Write the next part of the court opinion on the joint enterprise claim, picking up after its final sentence.

Excerpt
# # # # #

Summary
defining joint venture generally
Summary of this case from Am. Family Mut. Ins. Co. v. An/CF Acquisition Corp.Opinion
No. C-40.
Decided December 20, 1971. Rehearing denied January 10, 1971.
Guest brought action against host driver's wife which arose out of an automobile accident in which he sustained extensive bodily injuries. District court awarded damages in favor of guest and wife brought error. Court of Appeals, 28 Colo. App. 432, 476 P.2d 53 reversed and remanded with directions and certiorari was granted.
Affirmed.
1. AUTOMOBILES — Guest — Host Driver's Wife — Theory — Imputed — Joint Enterprise — Evidence — Insufficient. Where guest brought action to recover damages from host driver's wife for injuries sustained as a result of automobile accident which was predicated on theory that host's negligence was imputed to wife under laws of joint enterprise — which amounted to no more than conclusory declarations by guest that such was in existence, without a showing of any substantial basis in fact for such conclusion — held, this, as such, was insufficient to warrant submitting the issue to the jury.
Certiorari to the Colorado Court of Appeals.
Cosgriff Dunn, John W. Dunn, for petitioner.
Joseph P. Constantine, for respondent.
Certiorari was granted to review a judgment of the Court of Appeals which reversed a judgment of the District Court of Lake County in favor of petitioner, awarding damages against respondent.

# # # # #

Raw records
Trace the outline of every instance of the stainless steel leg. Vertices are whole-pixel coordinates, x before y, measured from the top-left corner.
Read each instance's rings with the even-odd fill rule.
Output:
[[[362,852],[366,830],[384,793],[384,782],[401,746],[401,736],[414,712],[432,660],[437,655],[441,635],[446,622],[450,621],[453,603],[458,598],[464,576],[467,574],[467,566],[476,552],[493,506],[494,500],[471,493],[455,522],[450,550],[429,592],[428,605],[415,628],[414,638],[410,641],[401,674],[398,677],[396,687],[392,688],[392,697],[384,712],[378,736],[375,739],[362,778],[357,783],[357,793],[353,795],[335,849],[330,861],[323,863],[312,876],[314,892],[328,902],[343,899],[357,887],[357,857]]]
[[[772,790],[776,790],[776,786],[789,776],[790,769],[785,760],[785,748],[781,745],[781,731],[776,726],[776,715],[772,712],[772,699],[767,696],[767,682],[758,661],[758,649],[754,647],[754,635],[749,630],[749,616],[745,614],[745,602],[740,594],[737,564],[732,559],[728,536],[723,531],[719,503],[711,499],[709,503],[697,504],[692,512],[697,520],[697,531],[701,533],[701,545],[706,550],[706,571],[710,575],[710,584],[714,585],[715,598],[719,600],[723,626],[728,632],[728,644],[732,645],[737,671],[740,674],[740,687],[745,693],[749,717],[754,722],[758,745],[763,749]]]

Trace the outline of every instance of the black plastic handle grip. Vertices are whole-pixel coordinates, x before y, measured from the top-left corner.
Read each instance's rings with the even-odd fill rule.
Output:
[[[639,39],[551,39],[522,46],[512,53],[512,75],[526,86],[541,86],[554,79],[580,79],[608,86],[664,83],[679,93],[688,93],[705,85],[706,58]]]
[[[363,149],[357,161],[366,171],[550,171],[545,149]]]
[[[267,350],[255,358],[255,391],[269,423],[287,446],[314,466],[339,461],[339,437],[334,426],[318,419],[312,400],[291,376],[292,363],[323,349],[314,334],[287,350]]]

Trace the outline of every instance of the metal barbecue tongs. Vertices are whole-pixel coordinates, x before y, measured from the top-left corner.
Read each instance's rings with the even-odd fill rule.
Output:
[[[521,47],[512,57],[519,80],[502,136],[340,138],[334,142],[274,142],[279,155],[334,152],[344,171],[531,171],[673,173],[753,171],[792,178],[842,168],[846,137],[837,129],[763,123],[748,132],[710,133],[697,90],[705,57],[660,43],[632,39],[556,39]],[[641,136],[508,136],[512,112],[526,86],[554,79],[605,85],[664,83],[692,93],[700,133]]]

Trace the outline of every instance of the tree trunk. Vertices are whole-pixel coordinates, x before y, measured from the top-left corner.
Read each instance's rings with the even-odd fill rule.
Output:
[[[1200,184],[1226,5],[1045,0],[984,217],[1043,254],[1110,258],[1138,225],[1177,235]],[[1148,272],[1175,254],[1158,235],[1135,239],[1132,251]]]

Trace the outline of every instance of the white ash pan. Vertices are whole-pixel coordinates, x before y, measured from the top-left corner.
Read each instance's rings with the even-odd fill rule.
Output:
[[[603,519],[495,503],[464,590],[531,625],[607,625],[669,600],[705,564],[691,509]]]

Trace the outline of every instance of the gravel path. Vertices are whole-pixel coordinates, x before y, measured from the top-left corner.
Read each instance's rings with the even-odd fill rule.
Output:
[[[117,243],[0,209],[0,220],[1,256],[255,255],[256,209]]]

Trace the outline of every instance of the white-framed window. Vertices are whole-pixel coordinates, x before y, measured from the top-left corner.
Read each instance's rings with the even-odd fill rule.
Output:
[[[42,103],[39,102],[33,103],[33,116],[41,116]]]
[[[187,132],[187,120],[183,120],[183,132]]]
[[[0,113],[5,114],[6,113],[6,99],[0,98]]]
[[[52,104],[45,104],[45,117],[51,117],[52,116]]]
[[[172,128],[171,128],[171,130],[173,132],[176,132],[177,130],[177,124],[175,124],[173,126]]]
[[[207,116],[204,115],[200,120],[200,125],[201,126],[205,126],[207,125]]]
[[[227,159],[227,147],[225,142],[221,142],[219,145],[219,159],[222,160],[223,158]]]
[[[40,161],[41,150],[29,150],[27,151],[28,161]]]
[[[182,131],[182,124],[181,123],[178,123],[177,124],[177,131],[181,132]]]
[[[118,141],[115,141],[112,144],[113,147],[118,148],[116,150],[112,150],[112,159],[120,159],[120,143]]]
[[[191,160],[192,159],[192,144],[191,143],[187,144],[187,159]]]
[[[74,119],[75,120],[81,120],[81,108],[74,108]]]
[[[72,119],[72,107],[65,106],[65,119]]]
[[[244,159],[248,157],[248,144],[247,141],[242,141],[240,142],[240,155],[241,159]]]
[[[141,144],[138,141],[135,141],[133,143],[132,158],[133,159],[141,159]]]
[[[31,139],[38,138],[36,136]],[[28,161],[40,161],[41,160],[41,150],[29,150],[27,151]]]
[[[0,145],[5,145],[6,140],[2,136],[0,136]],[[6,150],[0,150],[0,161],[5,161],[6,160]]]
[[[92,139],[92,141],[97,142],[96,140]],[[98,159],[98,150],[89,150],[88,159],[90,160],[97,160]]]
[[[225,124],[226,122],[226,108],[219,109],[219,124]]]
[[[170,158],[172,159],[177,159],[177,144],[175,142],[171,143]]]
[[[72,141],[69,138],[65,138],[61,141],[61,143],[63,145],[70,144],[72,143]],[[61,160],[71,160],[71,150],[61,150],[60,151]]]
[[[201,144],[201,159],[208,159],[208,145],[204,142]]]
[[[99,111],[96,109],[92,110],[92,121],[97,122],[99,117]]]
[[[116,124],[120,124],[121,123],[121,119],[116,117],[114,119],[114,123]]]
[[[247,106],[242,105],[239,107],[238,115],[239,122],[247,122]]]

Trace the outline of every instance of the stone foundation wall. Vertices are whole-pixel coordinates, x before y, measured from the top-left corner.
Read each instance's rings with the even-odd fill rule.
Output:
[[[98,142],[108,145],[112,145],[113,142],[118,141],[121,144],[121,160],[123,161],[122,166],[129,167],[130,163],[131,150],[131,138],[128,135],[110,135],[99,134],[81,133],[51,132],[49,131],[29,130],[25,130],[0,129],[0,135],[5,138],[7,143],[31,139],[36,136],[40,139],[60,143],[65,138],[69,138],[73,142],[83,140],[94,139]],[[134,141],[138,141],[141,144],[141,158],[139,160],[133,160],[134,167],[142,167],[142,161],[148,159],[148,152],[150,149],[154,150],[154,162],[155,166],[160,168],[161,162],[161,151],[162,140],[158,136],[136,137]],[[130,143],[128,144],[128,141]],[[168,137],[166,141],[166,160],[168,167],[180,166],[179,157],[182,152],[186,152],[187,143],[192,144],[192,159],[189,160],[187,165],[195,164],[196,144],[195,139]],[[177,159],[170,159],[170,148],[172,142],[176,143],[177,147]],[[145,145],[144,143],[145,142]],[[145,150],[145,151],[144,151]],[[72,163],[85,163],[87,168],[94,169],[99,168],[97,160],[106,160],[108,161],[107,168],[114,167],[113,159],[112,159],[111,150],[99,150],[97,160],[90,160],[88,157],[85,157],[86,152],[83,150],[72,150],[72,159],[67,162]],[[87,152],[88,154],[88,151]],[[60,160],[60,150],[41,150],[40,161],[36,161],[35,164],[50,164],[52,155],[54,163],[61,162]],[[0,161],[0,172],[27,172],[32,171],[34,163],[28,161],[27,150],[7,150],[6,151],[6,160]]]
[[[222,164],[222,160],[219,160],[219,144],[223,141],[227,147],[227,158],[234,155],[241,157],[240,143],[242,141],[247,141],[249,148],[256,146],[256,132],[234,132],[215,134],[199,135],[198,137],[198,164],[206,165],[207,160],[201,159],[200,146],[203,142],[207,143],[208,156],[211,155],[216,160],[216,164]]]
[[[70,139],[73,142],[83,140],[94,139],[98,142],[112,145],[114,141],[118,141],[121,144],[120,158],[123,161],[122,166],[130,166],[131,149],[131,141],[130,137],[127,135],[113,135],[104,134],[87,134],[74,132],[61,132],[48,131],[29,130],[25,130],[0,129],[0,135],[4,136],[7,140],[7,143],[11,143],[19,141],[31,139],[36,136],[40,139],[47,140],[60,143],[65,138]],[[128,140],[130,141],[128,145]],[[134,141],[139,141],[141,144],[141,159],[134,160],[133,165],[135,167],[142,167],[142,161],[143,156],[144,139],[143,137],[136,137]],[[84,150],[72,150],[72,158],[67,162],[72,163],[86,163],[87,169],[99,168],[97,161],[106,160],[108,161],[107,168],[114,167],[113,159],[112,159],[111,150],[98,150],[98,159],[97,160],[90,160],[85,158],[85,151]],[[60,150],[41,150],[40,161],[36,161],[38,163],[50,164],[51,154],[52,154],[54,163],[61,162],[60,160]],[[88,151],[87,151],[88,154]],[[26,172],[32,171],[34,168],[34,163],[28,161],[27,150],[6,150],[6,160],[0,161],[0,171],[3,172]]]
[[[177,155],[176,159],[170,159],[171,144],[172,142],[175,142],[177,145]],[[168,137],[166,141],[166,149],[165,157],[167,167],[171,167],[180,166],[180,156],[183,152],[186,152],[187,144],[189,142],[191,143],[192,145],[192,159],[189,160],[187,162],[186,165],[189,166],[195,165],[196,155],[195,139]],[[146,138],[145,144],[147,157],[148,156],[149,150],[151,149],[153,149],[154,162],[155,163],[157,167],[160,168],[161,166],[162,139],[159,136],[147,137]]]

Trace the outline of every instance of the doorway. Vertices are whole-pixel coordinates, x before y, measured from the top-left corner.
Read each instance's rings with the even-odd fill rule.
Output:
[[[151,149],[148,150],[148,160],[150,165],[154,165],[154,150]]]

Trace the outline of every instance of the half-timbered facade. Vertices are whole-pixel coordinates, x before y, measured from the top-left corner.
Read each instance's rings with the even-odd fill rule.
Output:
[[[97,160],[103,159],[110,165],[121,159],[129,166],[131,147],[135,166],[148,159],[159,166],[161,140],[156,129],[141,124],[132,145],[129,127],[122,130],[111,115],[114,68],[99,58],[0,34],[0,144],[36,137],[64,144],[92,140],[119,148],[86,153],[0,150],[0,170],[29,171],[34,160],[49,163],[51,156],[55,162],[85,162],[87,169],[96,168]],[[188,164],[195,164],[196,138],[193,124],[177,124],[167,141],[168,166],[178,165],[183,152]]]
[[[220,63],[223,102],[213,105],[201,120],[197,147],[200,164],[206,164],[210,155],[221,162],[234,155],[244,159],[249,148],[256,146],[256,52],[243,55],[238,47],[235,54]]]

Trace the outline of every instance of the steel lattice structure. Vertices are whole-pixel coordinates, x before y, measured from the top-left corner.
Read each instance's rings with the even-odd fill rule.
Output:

# # # # #

Reply
The grounds alleged in the petition for certiorari were that the Court of Appeals decided a question of substance in a way probably not in accord with applicable decisions of this Court. After reviewing the record of the proceedings in the trial court, we hold that the disposition by the Court of Appeals was proper under the decisions of this Court.
Petitioner's claim against respondent arose out of an automobile accident in which he sustained extensive bodily injuries. We need not recite the factual background, as it is detailed in the decision of the Court of Appeals in Bainbrich v. Wells, 28 Colo. App. 432, 476 P.2d 53.
[1] Petitioner's theory was that the negligence of Mr. Bainbrich (husband of respondent), who was the owner and driver of the auto in which petitioner and respondent were riding as passenger at the time of the accident, was imputed to respondent under the law of joint enterprise. The Court of Appeals held there was insufficient evidence of a joint enterprise to warrant submitting the issue to the jury. We agree.
Here, the evidence of joint enterprise amounted to no more than conclusory declarations by petitioner that such was in existence, without a showing of any substantial basis in fact for such conclusions.
The judgment is affirmed.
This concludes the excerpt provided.